→ Work to do
Reproduce the data below verbatim from the line containing "roof in the photo above." through its final line, and produce nothing more.

━━━━━━━━━━━━━━━━━━━━

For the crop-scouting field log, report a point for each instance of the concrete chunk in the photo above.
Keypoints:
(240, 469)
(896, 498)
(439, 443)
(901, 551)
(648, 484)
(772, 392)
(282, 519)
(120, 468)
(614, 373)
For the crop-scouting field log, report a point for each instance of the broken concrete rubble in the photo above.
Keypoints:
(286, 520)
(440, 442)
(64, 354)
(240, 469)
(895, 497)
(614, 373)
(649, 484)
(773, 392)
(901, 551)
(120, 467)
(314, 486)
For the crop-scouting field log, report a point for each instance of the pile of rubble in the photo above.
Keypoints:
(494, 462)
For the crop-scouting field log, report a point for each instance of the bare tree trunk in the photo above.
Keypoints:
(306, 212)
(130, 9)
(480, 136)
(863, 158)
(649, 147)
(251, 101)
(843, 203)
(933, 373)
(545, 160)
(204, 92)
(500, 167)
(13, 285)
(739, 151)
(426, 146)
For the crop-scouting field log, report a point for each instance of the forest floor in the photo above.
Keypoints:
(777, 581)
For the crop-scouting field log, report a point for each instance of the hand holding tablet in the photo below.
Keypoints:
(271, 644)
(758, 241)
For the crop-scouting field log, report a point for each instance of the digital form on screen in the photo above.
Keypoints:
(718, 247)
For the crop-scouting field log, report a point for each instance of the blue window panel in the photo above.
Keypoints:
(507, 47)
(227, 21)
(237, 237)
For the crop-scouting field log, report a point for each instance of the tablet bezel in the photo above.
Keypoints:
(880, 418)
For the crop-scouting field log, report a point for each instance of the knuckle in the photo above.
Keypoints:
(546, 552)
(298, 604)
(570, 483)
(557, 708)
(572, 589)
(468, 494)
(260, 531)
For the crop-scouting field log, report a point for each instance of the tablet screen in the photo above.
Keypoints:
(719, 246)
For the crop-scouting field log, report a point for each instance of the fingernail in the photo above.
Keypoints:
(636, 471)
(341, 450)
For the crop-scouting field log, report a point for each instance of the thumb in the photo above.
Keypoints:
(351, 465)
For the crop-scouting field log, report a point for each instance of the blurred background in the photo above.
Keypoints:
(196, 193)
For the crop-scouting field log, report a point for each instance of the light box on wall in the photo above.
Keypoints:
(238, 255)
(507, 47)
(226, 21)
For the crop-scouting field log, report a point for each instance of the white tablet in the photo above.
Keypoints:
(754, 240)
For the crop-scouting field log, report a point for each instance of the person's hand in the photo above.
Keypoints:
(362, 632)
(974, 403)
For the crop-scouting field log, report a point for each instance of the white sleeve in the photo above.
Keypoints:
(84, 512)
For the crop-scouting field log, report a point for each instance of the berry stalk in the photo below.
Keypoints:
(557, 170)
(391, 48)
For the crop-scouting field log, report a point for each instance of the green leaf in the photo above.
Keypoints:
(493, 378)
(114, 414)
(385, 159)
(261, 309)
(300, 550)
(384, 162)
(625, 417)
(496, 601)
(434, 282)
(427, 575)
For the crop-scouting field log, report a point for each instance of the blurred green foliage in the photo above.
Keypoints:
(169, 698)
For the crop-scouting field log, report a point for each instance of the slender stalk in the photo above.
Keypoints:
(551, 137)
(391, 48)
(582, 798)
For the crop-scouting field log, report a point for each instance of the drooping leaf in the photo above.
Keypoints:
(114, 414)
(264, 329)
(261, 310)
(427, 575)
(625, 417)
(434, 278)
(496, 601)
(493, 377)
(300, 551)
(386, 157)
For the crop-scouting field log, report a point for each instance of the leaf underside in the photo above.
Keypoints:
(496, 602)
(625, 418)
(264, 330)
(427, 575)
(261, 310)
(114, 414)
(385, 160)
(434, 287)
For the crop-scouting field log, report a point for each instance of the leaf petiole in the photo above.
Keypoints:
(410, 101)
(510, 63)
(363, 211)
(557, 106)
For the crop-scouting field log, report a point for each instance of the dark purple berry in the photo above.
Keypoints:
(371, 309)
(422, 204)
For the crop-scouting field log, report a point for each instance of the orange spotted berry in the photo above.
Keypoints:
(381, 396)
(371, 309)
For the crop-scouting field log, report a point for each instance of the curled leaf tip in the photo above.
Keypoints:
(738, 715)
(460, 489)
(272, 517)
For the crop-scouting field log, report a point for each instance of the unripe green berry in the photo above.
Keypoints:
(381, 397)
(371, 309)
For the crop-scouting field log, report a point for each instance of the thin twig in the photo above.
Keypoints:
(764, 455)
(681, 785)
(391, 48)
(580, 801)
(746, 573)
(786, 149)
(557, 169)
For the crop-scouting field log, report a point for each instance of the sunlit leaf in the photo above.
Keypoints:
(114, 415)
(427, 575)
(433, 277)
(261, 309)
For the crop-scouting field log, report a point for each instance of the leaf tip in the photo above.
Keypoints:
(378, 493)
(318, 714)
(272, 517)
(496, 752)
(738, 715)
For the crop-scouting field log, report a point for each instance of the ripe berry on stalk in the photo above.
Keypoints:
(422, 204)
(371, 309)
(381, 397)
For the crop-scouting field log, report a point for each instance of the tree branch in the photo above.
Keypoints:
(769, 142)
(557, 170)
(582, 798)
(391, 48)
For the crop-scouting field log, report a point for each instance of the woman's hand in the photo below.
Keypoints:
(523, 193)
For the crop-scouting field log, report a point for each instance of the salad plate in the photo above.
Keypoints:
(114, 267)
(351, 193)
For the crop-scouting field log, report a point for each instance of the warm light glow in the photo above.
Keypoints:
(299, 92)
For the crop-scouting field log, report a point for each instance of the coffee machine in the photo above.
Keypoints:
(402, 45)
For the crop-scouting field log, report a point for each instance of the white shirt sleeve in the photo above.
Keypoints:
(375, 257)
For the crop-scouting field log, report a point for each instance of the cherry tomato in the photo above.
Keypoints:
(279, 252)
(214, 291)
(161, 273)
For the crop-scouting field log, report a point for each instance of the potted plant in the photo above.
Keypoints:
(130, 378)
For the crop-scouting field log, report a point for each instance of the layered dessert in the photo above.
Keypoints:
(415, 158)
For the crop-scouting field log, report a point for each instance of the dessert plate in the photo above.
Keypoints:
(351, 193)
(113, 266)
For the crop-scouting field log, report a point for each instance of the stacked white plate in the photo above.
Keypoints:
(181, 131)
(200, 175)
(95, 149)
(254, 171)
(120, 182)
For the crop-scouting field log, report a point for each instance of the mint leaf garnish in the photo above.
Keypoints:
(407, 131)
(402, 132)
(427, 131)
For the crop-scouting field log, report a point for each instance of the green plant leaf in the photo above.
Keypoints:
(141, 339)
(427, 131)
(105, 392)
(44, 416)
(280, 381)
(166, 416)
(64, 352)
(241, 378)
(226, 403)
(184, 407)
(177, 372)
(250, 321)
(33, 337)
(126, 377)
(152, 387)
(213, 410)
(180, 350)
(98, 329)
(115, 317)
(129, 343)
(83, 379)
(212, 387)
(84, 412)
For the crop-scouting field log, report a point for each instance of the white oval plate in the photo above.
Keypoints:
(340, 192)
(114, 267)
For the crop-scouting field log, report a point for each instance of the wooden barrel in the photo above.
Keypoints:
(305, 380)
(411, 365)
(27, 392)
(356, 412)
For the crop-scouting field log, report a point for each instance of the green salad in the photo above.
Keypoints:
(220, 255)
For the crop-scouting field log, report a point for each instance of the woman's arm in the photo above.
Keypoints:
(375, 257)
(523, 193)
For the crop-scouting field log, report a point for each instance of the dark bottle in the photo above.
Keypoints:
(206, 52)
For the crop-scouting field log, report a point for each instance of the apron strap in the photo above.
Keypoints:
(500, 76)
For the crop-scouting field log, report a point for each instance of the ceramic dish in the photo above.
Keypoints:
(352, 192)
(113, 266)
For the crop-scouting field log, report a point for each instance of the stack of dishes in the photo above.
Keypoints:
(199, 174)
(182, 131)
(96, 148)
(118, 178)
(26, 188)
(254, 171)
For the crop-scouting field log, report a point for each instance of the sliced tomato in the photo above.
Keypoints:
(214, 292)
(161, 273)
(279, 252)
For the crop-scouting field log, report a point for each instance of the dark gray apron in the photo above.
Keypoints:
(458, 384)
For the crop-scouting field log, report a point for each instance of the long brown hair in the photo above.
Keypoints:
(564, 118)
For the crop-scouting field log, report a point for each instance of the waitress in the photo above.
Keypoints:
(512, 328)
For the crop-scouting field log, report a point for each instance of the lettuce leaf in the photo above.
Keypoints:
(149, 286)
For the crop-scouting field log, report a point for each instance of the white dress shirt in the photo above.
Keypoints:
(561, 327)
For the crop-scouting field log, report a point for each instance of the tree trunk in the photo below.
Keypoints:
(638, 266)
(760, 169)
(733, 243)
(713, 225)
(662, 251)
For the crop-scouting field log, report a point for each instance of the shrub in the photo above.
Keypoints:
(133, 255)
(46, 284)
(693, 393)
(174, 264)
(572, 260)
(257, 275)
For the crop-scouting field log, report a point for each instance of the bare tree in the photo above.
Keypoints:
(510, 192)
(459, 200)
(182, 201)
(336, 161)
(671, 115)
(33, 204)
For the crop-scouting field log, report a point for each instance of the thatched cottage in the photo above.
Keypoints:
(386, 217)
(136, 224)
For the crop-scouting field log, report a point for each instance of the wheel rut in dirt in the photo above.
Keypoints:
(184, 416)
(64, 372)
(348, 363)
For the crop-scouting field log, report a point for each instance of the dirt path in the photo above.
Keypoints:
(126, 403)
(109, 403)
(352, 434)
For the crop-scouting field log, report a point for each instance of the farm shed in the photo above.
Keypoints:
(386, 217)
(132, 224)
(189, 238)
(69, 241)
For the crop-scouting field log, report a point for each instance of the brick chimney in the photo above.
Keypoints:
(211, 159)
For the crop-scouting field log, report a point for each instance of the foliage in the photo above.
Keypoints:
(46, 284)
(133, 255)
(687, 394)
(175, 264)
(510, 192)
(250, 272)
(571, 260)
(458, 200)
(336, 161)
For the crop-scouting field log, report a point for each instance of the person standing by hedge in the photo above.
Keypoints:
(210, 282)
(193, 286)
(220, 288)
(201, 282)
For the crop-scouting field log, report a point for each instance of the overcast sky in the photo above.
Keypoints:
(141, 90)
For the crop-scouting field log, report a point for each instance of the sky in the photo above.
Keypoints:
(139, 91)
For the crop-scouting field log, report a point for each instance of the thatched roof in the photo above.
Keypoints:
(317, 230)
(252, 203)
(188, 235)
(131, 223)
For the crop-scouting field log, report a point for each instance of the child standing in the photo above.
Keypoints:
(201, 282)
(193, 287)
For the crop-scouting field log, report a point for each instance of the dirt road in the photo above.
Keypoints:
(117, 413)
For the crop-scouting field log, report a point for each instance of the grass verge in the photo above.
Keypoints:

━━━━━━━━━━━━━━━━━━━━

→ Exercise response
For the crop-scouting field log, report a point for each instance of the thatched roof in the photo above.
Keypoints:
(317, 230)
(252, 203)
(188, 235)
(131, 223)
For the crop-scouting field log, report a point for each instance of the child standing in the photo above.
Keypoints:
(201, 282)
(193, 287)
For the crop-scouting field log, report a point for each instance of the dirt road in the photo above.
Keypoints:
(117, 413)
For the crop-scouting field log, report a point for each instance of the grass verge in the photo above.
Keypoints:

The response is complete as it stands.